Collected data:
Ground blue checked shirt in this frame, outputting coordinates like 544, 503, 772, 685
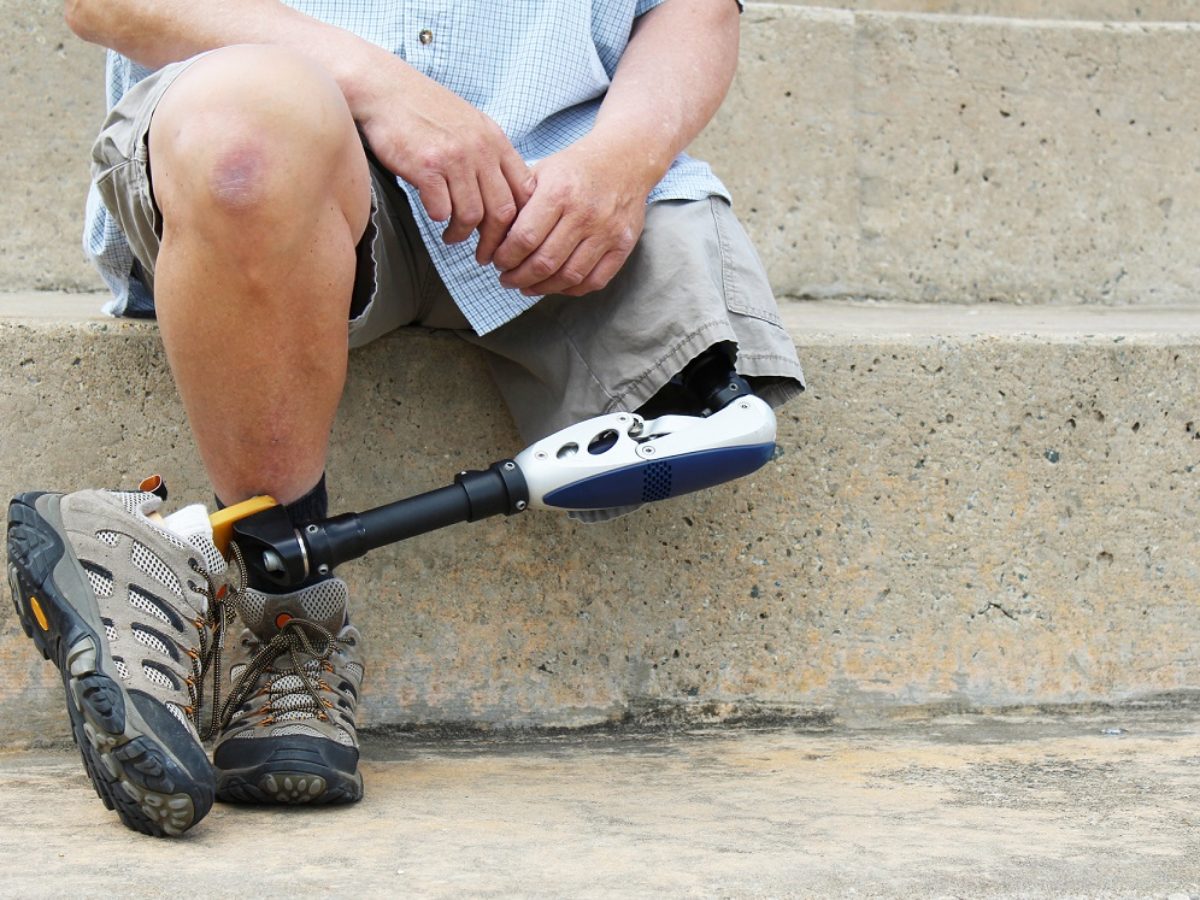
86, 0, 736, 334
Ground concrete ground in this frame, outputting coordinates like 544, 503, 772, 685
2, 703, 1199, 897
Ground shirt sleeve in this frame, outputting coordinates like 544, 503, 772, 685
635, 0, 744, 16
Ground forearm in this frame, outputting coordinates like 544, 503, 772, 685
589, 0, 740, 197
63, 0, 406, 119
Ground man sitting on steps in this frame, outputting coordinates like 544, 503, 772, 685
8, 0, 804, 835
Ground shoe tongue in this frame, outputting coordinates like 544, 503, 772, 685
235, 578, 349, 641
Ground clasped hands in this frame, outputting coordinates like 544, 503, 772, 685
360, 76, 650, 299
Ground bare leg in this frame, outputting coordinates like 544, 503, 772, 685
148, 45, 371, 505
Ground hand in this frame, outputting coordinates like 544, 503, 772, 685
354, 58, 533, 261
491, 136, 652, 298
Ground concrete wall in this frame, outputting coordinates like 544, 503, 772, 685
2, 298, 1198, 744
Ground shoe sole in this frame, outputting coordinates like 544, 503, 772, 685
7, 493, 215, 837
216, 737, 363, 805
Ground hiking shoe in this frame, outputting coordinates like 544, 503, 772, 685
6, 488, 231, 836
214, 577, 364, 804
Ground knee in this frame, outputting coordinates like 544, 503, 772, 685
150, 46, 362, 226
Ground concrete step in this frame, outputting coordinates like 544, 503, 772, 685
2, 292, 1198, 745
7, 3, 1200, 307
2, 705, 1199, 892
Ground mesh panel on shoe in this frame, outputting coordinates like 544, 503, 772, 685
95, 530, 120, 547
103, 620, 118, 642
187, 536, 226, 578
113, 658, 130, 680
268, 724, 324, 739
299, 581, 347, 625
130, 540, 184, 599
132, 626, 173, 658
113, 492, 189, 551
142, 662, 178, 691
272, 693, 319, 713
344, 662, 364, 682
83, 563, 113, 599
115, 491, 156, 516
130, 541, 184, 597
276, 709, 318, 722
129, 586, 175, 626
236, 592, 268, 633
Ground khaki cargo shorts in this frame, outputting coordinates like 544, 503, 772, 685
93, 56, 806, 442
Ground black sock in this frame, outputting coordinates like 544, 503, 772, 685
217, 475, 331, 593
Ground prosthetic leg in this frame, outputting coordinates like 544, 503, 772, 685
219, 350, 777, 589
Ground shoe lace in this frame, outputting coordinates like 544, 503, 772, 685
182, 543, 246, 741
216, 614, 341, 734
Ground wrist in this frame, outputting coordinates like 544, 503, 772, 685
577, 128, 670, 199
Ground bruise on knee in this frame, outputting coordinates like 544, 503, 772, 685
208, 143, 269, 212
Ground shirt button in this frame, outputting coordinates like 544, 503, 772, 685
418, 29, 433, 45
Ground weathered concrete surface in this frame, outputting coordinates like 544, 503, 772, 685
778, 0, 1200, 21
2, 707, 1200, 895
7, 3, 1200, 308
2, 295, 1199, 745
4, 1, 104, 291
693, 6, 1200, 306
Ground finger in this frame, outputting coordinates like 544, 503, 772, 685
493, 194, 562, 275
526, 236, 607, 297
415, 173, 452, 224
560, 247, 632, 298
498, 214, 581, 292
475, 168, 519, 266
500, 148, 536, 209
442, 173, 485, 244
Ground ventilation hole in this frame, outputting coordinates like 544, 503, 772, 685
82, 562, 114, 599
344, 662, 364, 681
130, 541, 183, 599
641, 461, 673, 502
587, 429, 619, 455
128, 585, 184, 631
112, 657, 130, 680
95, 530, 120, 547
132, 624, 180, 661
102, 619, 118, 643
142, 661, 180, 691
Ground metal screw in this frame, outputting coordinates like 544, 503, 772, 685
317, 564, 330, 576
643, 446, 656, 455
504, 462, 516, 471
306, 524, 319, 534
535, 451, 548, 460
516, 500, 527, 511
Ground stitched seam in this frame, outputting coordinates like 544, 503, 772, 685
604, 319, 728, 411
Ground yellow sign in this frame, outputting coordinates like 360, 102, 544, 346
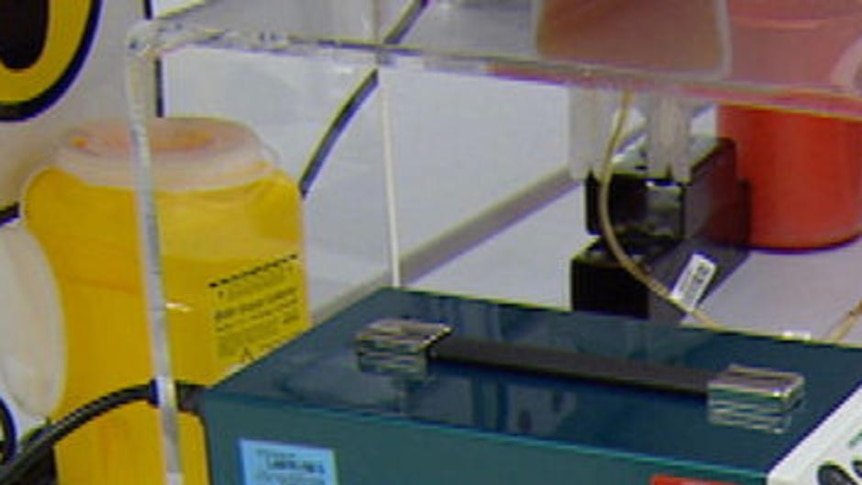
0, 0, 102, 120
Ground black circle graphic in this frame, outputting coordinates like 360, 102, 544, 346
0, 0, 102, 121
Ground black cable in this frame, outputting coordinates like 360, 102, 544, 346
299, 71, 379, 198
0, 382, 155, 484
0, 380, 206, 484
0, 203, 19, 227
381, 0, 429, 45
176, 381, 206, 417
298, 0, 429, 198
0, 396, 16, 466
2, 425, 54, 485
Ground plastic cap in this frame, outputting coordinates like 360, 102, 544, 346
0, 224, 65, 417
54, 117, 275, 191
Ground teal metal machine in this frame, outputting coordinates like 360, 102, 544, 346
201, 289, 862, 485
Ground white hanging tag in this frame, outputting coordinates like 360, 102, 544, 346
670, 253, 718, 313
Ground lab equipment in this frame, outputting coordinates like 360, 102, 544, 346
572, 137, 749, 322
202, 288, 862, 485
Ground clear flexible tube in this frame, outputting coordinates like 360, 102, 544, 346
824, 299, 862, 343
596, 91, 722, 328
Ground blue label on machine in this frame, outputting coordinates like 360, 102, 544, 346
240, 439, 338, 485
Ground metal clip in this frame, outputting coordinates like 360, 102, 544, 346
708, 364, 805, 433
355, 319, 452, 378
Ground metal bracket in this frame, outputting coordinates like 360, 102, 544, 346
354, 319, 452, 377
708, 364, 806, 433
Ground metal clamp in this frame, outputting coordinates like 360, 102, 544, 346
708, 364, 805, 433
354, 319, 452, 377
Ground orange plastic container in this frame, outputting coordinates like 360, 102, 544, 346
718, 1, 862, 249
719, 107, 862, 248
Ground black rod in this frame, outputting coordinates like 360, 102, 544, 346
430, 336, 713, 397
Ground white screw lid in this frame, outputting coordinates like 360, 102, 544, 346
54, 117, 276, 191
0, 224, 65, 417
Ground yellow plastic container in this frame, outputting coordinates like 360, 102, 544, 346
23, 117, 310, 484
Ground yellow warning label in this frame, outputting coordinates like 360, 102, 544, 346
209, 255, 305, 372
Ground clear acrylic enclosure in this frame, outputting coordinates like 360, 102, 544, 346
122, 0, 862, 483
130, 0, 862, 341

▸ **Your instructions**: From the line with "Ground metal clamp" through the final line of the records, return each line exactly. Leave out the rest.

▸ **Response for this exercise**:
Ground metal clamp in this frame, outputting coordinates like 360, 102, 544, 346
708, 364, 805, 433
354, 319, 452, 377
Ground orange plastic container in this frame, outputting coordinates like 360, 102, 544, 346
718, 1, 862, 249
719, 107, 862, 248
Ground black rod in this frame, outputting coordinates like 360, 102, 544, 346
430, 336, 713, 397
Ground white screw lid in this frame, outputting coordinates like 360, 102, 544, 346
54, 117, 276, 191
0, 224, 65, 417
Ground yellow plastic container in this frame, outputting coordinates like 360, 102, 544, 346
23, 117, 310, 484
Ground yellow warning label in this frame, outputting coordinates like 360, 102, 544, 346
209, 255, 305, 372
Ground clear acrylic enclosure in this frame, outputting coordinates like 360, 102, 544, 346
122, 0, 862, 483
130, 0, 862, 341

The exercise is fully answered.